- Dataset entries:
━━━━━━━━━━━━━━━━━━━━
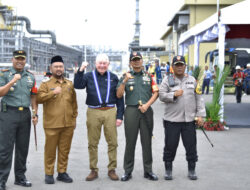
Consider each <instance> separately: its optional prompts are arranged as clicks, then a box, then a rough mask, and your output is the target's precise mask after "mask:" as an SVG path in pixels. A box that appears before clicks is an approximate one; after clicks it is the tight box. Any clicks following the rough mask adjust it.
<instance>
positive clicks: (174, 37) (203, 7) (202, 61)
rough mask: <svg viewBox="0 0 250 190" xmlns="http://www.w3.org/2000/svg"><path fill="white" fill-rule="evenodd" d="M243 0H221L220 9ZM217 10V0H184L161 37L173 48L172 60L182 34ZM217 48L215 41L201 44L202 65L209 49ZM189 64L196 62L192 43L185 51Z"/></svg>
mask: <svg viewBox="0 0 250 190" xmlns="http://www.w3.org/2000/svg"><path fill="white" fill-rule="evenodd" d="M241 1H243V0H220V9H221V8H224V7H227V6H230V5H232V4H235V3H239V2H241ZM216 11H217V0H183V2H182V6H181V8H180V9H179V10H178V12H177V13H176V14H175V15H174V17H173V18H172V20H170V21H169V24H168V26H169V28H168V30H167V31H166V32H165V33H164V34H163V36H162V37H161V40H163V42H164V44H165V50H166V51H170V50H172V51H173V53H172V54H171V55H170V56H169V57H168V58H169V61H171V60H172V58H173V56H174V55H177V54H178V41H179V38H180V35H181V34H182V33H184V32H185V31H187V30H188V29H190V28H192V27H193V26H195V25H196V24H198V23H200V22H202V21H203V20H205V19H206V18H208V17H210V16H211V15H213V14H214V13H215V12H216ZM214 49H216V44H215V43H201V44H200V63H199V64H200V65H201V66H204V65H205V55H206V53H207V52H208V51H212V50H214ZM184 55H185V57H186V59H187V60H186V61H187V63H188V64H189V65H193V63H194V46H193V45H191V46H189V47H188V49H186V50H185V53H184Z"/></svg>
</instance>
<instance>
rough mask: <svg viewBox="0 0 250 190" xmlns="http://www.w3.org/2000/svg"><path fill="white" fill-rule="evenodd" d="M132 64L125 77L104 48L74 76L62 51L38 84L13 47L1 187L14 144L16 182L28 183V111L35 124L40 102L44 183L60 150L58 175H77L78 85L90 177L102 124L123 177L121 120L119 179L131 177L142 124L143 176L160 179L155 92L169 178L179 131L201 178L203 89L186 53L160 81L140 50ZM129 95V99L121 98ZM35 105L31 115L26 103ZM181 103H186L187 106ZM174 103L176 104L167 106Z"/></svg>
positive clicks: (188, 157)
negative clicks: (117, 159)
mask: <svg viewBox="0 0 250 190" xmlns="http://www.w3.org/2000/svg"><path fill="white" fill-rule="evenodd" d="M129 60H130V66H131V67H132V70H131V71H130V72H127V73H125V74H124V75H123V76H122V77H121V79H120V80H119V79H118V77H117V76H116V75H115V74H113V73H112V72H110V71H108V67H109V58H108V56H107V55H105V54H100V55H98V56H97V58H96V65H95V66H96V68H95V70H94V71H92V72H87V73H85V68H86V67H87V63H83V64H82V66H81V67H80V68H79V69H78V71H77V72H76V74H75V77H74V84H73V83H72V82H71V81H69V80H68V79H66V78H65V77H64V61H63V59H62V57H61V56H54V57H53V58H52V59H51V67H50V69H51V73H52V77H51V78H50V79H49V80H47V81H44V82H43V83H42V84H41V86H40V88H39V89H38V90H37V88H36V82H35V78H34V76H33V75H32V74H31V73H30V72H28V71H27V70H25V69H24V66H25V62H26V53H25V51H23V50H18V51H15V52H14V53H13V59H12V62H13V67H12V68H11V69H7V70H4V71H1V72H0V97H3V98H2V101H1V112H0V190H5V188H6V186H5V184H6V182H7V179H8V176H9V172H10V168H11V163H12V153H13V148H14V145H15V169H14V170H15V184H17V185H22V186H25V187H30V186H31V183H30V182H29V181H28V180H27V179H26V177H25V171H26V159H27V154H28V147H29V136H30V126H31V117H32V122H33V124H34V125H36V124H37V122H38V115H37V107H38V106H37V105H38V104H43V126H44V131H45V137H46V139H45V147H44V149H45V154H44V167H45V183H46V184H54V183H55V180H54V176H53V175H54V165H55V160H56V152H58V153H57V155H58V156H57V157H58V158H57V160H58V161H57V172H58V176H57V180H59V181H63V182H66V183H71V182H73V179H72V178H71V177H70V176H69V175H68V174H67V173H66V171H67V163H68V155H69V152H70V147H71V142H72V137H73V133H74V129H75V127H76V118H77V114H78V111H77V101H76V93H75V90H74V89H84V88H86V93H87V98H86V104H87V106H88V109H87V122H86V124H87V132H88V151H89V168H90V173H89V175H88V176H87V177H86V181H92V180H94V179H96V178H98V167H97V162H98V144H99V140H100V136H101V131H102V126H103V128H104V135H105V139H106V141H107V144H108V157H109V164H108V166H107V167H108V176H109V178H110V179H111V180H119V177H118V175H117V174H116V171H115V169H116V168H117V146H118V142H117V127H118V126H120V125H121V124H122V120H123V115H124V128H125V137H126V147H125V154H124V165H123V167H124V171H125V173H124V175H123V176H122V177H121V181H128V180H129V179H131V178H132V172H133V169H134V158H135V146H136V141H137V137H138V133H139V132H140V139H141V144H142V151H143V169H144V177H145V178H147V179H149V180H153V181H156V180H158V177H157V176H156V175H155V174H154V173H153V171H152V163H153V156H152V135H153V125H154V124H153V123H154V119H153V109H152V107H151V105H152V104H153V103H154V102H155V101H156V99H157V98H158V96H159V97H160V100H161V101H162V102H164V103H165V111H164V117H163V119H164V122H163V123H164V128H165V147H164V151H163V161H164V162H165V169H166V174H165V179H166V180H171V179H172V162H173V161H174V158H175V153H176V149H177V147H178V143H179V138H180V135H181V136H182V140H183V143H184V146H185V149H186V159H187V161H188V177H189V178H190V179H192V180H195V179H197V176H196V173H195V163H196V161H197V159H198V156H197V149H196V132H195V118H197V121H196V124H198V125H202V122H203V119H202V118H203V117H205V106H204V102H203V100H202V97H201V95H199V94H196V91H195V88H196V85H197V84H196V81H195V79H194V78H193V77H192V76H188V75H185V74H184V72H185V68H186V63H185V59H184V57H182V56H175V57H174V59H173V63H172V66H173V70H174V75H171V76H168V77H165V78H164V80H163V82H162V85H161V87H160V89H159V88H158V86H157V84H156V81H155V79H154V77H152V76H151V75H149V74H148V73H146V72H145V71H144V70H143V69H142V64H143V60H142V56H141V54H140V53H139V52H132V53H131V55H130V59H129ZM124 95H125V105H126V108H124V107H125V106H124V99H123V96H124ZM30 104H31V106H32V116H31V113H30V110H29V106H30ZM183 107H184V109H183ZM170 108H171V109H170Z"/></svg>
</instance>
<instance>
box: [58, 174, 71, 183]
mask: <svg viewBox="0 0 250 190" xmlns="http://www.w3.org/2000/svg"><path fill="white" fill-rule="evenodd" d="M56 179H57V180H58V181H62V182H65V183H72V182H73V179H72V178H71V177H69V175H68V174H67V173H66V172H64V173H58V176H57V178H56Z"/></svg>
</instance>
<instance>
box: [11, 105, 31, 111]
mask: <svg viewBox="0 0 250 190" xmlns="http://www.w3.org/2000/svg"><path fill="white" fill-rule="evenodd" d="M7 109H9V110H17V111H24V110H29V108H27V107H22V106H20V107H14V106H8V105H7Z"/></svg>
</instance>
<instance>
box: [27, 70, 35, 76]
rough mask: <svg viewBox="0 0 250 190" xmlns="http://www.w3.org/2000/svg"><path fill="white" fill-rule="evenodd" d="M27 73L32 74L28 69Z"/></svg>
mask: <svg viewBox="0 0 250 190" xmlns="http://www.w3.org/2000/svg"><path fill="white" fill-rule="evenodd" d="M26 71H27V72H28V73H30V74H32V75H34V74H33V73H32V72H31V71H29V70H26Z"/></svg>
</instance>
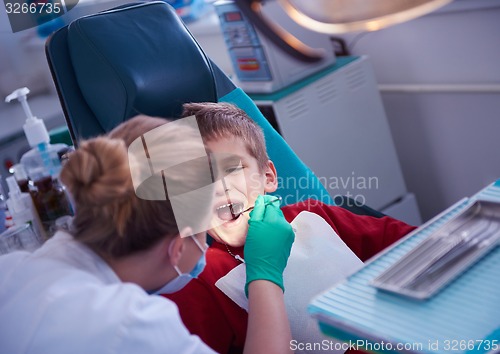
━━━━━━━━━━━━━━━━━━━━
- TASK DETAILS:
With pictures removed, write out exactly each line of the entries from the first through the line that holds "positive clicks: (174, 37) (203, 7) (202, 61)".

- FINAL ANSWER:
Consider each <instance> separately: its optional prompts are arranged as clicks, then a box, then a rough mask, and your output is the target's precise mask after "mask:" as an SVG path in pixels. A box that appears before clicks is an approximate one; after clicks it is the tight box. Any clicks following the rough mask adjust it.
<instance>
positive clicks: (174, 37) (203, 7) (202, 61)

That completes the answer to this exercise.